Page excerpt Block Start

I stopped seeing the naturopath. I'm not on any supplements any more. I'm also not strict about the diet- I eat gluten multiple times a week, although less than before I went gluten-free.
The jig is up. The pain is all psycho-somatic. Not a lack of some nutrient, vitamin, or protein.
Landmark insights and self -insights are helping me see that I tighten up nearly all the time when I'm 'witholding'. Add that to the fact that I never let things go or feel good about myself- there's all my body pain.
Just two nights ago, I did this thing where I acknowledged all my deepest mental hurts. Various parts of my body- back, stomach, legs, let go. I'm in alot less pain, and I think its going to keep getting better (as long as I keep acknowledging my hurts).
Man, I'm sorry I spent so much money and time with Dr. Olsen. I didn't know why I couldn't stop, even when it wasn't helping. I guess thats something that is hard for me- finding fault in others but not saying it. The proper thing to say would have been- none of these supplements are doing any good, and if you agree that its psychosomatic, why am I wasting my money here? Of course, I liked being there and I liked seeing the doctor, and my life is so pathetically isolated outside of doctors.

Page excerpt Block End
Stored data Block Start

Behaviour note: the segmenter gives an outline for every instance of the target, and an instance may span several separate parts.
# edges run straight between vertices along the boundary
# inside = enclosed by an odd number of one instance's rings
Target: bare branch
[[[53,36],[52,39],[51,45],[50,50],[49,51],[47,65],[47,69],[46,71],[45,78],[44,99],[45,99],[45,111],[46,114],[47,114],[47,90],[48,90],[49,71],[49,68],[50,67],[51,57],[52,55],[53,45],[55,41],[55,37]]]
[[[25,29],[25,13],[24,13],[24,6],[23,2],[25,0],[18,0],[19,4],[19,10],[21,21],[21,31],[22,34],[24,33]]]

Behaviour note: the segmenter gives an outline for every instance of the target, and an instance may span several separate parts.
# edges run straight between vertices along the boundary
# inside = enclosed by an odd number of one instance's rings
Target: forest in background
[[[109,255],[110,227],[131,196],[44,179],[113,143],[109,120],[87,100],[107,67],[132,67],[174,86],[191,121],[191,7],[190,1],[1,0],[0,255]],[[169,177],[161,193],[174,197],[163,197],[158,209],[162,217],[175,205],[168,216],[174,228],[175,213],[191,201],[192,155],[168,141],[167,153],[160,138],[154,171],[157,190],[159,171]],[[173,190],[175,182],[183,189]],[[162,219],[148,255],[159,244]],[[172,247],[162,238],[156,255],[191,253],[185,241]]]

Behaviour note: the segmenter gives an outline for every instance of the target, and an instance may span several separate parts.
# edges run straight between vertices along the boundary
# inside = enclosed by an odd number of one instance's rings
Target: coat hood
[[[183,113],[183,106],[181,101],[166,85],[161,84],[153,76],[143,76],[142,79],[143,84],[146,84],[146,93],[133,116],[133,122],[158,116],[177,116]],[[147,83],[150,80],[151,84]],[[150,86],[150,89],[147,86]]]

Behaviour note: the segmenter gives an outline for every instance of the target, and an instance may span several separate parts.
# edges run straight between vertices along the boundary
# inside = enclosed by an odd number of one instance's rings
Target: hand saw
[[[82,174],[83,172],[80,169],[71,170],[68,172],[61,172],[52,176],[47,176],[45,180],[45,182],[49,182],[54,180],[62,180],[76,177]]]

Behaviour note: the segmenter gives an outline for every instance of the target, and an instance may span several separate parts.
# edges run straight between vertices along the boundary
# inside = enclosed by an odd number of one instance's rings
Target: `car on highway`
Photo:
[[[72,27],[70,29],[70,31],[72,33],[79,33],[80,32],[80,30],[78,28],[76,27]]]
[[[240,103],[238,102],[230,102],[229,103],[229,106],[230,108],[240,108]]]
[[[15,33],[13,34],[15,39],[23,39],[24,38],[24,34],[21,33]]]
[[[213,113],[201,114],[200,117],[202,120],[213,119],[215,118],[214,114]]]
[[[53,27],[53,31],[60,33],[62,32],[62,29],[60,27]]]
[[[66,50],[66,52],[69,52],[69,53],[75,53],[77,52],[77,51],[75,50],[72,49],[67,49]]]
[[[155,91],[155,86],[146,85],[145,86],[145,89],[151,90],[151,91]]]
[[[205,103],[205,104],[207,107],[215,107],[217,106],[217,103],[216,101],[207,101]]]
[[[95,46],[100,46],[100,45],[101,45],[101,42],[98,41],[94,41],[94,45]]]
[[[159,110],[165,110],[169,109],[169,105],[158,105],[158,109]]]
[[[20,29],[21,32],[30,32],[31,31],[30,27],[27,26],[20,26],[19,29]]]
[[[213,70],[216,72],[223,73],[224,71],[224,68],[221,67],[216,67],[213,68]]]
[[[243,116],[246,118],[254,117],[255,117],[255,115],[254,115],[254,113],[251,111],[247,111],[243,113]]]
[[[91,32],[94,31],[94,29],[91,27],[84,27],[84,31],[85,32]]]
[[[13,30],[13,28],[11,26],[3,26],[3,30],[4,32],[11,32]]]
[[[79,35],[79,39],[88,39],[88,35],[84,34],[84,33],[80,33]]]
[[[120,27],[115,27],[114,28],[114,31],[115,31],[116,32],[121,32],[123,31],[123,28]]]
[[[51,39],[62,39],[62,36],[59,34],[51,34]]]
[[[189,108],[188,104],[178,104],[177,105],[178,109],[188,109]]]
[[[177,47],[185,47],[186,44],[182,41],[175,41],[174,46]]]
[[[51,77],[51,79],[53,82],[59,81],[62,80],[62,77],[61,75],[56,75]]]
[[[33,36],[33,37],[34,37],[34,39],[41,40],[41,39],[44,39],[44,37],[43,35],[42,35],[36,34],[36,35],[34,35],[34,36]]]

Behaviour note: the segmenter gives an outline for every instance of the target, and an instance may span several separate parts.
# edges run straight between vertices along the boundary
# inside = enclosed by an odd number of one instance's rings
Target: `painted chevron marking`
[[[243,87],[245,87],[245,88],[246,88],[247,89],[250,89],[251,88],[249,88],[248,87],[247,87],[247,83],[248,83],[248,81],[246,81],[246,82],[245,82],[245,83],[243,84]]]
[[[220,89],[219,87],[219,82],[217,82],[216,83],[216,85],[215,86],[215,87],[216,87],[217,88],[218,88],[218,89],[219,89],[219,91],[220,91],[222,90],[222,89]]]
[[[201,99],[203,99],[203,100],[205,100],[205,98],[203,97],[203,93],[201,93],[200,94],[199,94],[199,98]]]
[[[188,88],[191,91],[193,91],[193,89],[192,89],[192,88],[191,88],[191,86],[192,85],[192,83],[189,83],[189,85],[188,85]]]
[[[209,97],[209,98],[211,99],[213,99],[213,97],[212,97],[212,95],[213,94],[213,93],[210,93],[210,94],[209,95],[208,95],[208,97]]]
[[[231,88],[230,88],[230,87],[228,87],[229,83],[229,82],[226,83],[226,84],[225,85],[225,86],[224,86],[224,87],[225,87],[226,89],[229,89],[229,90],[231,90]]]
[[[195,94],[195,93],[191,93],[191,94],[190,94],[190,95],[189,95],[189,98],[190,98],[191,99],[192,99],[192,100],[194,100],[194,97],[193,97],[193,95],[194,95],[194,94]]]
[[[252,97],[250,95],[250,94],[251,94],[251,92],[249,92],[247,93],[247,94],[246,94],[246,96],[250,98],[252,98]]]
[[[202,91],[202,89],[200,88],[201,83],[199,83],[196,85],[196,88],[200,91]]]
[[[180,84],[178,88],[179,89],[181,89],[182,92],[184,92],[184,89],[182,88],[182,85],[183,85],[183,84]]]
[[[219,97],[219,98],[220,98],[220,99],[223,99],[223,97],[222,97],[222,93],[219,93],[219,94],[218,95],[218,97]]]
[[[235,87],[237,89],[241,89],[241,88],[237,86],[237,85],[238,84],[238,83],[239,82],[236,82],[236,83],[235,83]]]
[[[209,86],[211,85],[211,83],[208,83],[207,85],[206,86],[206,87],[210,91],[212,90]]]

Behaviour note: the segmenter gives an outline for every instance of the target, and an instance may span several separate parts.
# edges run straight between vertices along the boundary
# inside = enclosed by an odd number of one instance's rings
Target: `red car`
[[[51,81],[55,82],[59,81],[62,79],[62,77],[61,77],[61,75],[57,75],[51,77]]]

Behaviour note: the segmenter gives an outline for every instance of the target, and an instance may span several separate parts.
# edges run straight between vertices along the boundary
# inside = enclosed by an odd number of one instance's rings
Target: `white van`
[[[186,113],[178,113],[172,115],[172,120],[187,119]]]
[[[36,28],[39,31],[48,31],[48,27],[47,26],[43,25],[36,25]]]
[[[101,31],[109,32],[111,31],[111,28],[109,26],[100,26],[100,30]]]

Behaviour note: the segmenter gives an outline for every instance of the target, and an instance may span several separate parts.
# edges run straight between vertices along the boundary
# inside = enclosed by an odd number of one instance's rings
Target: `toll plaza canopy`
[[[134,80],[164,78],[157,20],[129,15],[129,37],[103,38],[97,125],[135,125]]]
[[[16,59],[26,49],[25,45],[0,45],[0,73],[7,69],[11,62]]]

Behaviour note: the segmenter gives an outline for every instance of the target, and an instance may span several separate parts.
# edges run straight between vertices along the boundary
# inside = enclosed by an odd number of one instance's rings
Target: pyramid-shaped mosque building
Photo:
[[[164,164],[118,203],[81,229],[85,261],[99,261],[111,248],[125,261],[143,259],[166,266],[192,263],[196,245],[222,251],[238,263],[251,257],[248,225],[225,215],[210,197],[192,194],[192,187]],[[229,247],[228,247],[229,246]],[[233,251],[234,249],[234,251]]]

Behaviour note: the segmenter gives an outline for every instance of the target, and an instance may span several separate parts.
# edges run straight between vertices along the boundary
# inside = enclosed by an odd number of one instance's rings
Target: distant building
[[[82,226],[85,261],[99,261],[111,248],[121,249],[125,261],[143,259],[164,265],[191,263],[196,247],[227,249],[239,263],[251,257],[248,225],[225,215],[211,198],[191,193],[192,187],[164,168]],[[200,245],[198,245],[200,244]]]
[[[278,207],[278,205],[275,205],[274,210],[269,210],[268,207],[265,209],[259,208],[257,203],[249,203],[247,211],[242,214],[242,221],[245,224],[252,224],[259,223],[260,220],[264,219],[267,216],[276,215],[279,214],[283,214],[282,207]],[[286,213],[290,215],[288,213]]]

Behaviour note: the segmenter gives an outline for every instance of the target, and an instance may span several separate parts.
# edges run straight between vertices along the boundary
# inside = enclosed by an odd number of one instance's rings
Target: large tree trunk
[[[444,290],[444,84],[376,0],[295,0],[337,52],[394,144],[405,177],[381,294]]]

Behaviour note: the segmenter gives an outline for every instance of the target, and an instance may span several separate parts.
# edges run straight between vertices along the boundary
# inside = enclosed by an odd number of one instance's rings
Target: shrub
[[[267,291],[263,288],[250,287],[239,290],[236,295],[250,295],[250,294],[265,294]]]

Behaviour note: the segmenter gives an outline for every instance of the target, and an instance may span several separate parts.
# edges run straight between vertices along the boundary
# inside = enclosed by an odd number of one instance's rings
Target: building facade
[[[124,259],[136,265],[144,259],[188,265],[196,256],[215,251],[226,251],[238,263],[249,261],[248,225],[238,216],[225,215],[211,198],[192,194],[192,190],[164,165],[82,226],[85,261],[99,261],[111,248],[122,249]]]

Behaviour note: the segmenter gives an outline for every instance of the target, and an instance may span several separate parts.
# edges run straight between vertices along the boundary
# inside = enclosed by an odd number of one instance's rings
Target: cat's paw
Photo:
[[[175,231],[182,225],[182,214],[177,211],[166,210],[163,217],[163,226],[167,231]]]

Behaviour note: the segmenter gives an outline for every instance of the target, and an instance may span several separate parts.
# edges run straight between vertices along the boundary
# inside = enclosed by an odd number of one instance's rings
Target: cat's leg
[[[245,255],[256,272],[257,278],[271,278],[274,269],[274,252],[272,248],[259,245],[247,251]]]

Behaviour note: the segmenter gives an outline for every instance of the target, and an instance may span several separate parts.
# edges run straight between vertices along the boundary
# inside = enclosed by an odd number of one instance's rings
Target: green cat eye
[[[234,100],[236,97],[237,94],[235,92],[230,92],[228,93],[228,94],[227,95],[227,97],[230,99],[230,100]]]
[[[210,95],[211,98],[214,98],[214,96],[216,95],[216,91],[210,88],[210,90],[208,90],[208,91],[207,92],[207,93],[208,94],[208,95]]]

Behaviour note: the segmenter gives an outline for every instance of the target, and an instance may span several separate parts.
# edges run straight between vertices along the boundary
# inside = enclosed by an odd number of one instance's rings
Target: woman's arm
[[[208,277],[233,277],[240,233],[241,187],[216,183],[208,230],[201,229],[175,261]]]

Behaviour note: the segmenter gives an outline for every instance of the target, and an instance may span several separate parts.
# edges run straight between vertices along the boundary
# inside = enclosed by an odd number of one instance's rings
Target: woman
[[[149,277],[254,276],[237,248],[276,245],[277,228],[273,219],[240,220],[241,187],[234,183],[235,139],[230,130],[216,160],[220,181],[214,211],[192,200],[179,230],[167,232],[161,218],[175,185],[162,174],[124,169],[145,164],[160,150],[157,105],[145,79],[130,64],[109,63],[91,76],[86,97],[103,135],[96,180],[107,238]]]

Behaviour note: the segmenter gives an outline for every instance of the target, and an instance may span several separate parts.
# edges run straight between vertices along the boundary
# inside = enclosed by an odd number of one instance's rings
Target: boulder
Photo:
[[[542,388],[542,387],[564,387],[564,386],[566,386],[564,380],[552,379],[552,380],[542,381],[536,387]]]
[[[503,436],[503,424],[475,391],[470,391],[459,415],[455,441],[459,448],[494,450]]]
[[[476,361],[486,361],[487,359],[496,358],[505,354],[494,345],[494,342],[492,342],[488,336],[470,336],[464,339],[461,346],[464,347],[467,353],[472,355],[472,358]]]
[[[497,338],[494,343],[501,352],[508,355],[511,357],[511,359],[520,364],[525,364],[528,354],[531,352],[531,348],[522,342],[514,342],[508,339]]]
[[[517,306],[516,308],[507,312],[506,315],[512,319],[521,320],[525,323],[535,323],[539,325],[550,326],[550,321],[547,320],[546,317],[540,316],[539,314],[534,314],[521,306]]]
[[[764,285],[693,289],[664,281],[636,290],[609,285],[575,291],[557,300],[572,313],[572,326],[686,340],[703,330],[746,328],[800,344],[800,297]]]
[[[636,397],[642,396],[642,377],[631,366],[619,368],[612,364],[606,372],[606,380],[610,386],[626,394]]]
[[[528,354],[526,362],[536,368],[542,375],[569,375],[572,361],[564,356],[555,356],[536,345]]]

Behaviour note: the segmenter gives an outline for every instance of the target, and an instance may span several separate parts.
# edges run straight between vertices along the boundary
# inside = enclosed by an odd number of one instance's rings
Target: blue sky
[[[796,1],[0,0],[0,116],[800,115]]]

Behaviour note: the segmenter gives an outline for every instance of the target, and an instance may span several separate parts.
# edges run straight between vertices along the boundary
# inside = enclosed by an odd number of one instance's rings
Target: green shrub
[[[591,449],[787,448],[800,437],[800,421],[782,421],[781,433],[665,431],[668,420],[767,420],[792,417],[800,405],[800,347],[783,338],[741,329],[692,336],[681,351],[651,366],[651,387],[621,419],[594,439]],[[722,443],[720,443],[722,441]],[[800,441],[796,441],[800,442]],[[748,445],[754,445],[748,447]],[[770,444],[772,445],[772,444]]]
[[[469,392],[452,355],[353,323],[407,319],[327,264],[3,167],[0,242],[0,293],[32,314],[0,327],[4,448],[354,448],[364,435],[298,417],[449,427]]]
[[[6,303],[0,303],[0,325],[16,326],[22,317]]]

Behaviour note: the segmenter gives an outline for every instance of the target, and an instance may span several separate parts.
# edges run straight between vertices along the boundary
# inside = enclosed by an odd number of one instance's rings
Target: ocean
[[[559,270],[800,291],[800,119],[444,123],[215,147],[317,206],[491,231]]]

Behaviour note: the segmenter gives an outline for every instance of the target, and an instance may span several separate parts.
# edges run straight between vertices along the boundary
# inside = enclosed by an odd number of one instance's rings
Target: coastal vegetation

Stored data Block End

__Exercise__. Resume the personal entry about quitting the naturopath and chronic body pain, picking up right after its final sentence. The listing has nothing to do with what comes next, so it can be set aside.

__Output__.
Anyways.. I'm thinking alot about Landmark (SHARE, SHARE, SHARE) which is driving me crazy. When am I going to cut the mind wandering bullshit, and take credit for what I have done rather than act like "Landmark" did it?
Things are going good - I could be pain free by the end of the year.
I quit with Dr. Greene after 4 weeks of 3x/week. It was helping a little but not much. I look forward to getting some more adjustments once I can stabilize my body being looser.